··· Reading passage ···

François Ponchaud, a French Catholic priest and missionary to Cambodia who had documented the genocide and whose book Cambodge année zéro (Cambodia: Year Zero) Chomsky and Herman had criticized in the same article where they praised Porter and Hildebrand, subsequently wrote that Chomsky and Herman were “two ‘experts’ on Asia [who] claim that I am mistakenly trying to convince people that Cambodia was drowned in a sea of blood…For them, refugees are not a valid source ... It is surprising to see that ‘experts’ who have spoken to few if any refugees should reject their very significant place in any study of modern Cambodia. These experts would rather base their arguments on reasoning: if something seems impossible to their personal logic, then it doesn’t exist.”
According to the academic Donald Beachler, a specialist on genocide studies, Chomsky’s campaign to protect the Khmer Rouge went far beyond the occasional article and extended to writing letters to editors and publications “to urge discounting atrocity stories” some of which ran “as long as twenty pages.”
Lest readers think this was a one-off collaboration, Chomsky and Herman continued to inveigh about Cambodia in their highly-inexpert fashion (neither spoke Khmer or had spent any time in “Democratic Kampuchea,” as the as the Khmer Rouge had rechristened the country) in a pair of 1979 books, The Political Economy of Human Rights, Volume I: The Washington Connection and Third World Fascism and The Political Economy of Human Rights, Volume II: After the Cataclysm: Postwar Indochina and the Reconstruction of Imperial Ideology. In 1988, Edward S. Herman was also the co-author of perhaps Chomsky’s most well-known book, Manufacturing Consent: The Political Economy of the Mass Media.

Thus, one already sees at the time of the publication of The Nation article, now nearly fifty years ago, the pattern Chomsky would more and more adhere to as his career went on: The reporting of journalists on the ground and that of citizens of the countries in question themselves could be ignored, dismissed or derided if it lent itself to a more complex picture than the one Chomsky obsessively adhered to, that of the United States - and the United States alone - being the world’s unique supervillain. From his sinecure at the Massachusetts Institute of Technology (MIT), where he taught from 1955 until 2002, Chomsky appeared to believe that his pronouncements, even about places he knew almost nothing about and whose histories and cultures he was surpassingly ignorant of, must be treated as the utterances of a wise sage.

··· Items ···

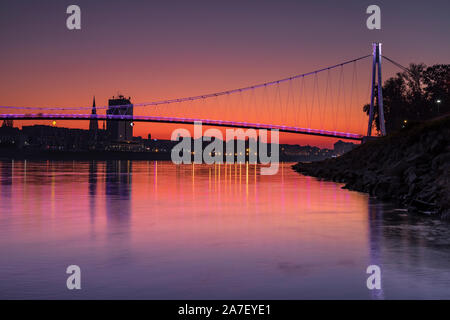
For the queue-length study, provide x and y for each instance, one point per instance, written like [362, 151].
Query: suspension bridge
[325, 102]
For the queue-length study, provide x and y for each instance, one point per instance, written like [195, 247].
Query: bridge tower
[376, 68]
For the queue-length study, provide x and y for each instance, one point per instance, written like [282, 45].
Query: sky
[152, 50]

···

> Brief 1:
Using the passage on Chomsky and Cambodia, decide whether each statement agrees with it. Answer yes or no for each and quote the words that settle it.
(a) Ponchaud was a French Catholic priest.
(b) Chomsky taught at MIT until 2010.
(c) Herman co-wrote Manufacturing Consent in 1988.
> Brief 2: In the passage on Chomsky and Cambodia, how long were some of Chomsky's letters to editors and publications?
> Brief 3: Write one more paragraph of the passage on Chomsky and Cambodia, starting after its last sentence.

> Reply 1:
(a) Yes: "a French Catholic priest and missionary to Cambodia"
(b) No: "where he taught from 1955 until 2002"
(c) Yes: "In 1988, Edward S. Herman was also the co-author of perhaps Chomsky’s most well-known book, Manufacturing Consent"

> Reply 2: As long as twenty pages.

> Reply 3:
Regarding the Bosnian War that raged between 1992 and 1995, Chomsky (along with Arundhati Roy, Tariq Ali, John Pilger and others) signed his name to a letter praising Diana Johnstone’s 2002 book Fools’ Crusade: Yugoslavia, NATO and Western Delusions (Pluto Press) as “an outstanding work, dissenting from the mainstream view but doing so by an appeal to fact and reason, in a great tradition.” In the book, Johnstone falsely argued that the July 1995 killing of at least 8,000 Bosnian Muslim men and boys by Bosnian Serb forces in Srebrenica was not “part of a plan of genocide” and that “there is no evidence whatsoever” for such a charge. 18 people would subsequently be convicted before the International Criminal Tribunal for the former Yugoslavia for crimes committed in Srebrenica, including Radovan Karadžić, former “president” of the breakaway Republika Srpska during the Bosnian War, convicted of genocide, and former Army of Republika Srpska leader Ratko Mladić, also convicted of genocide.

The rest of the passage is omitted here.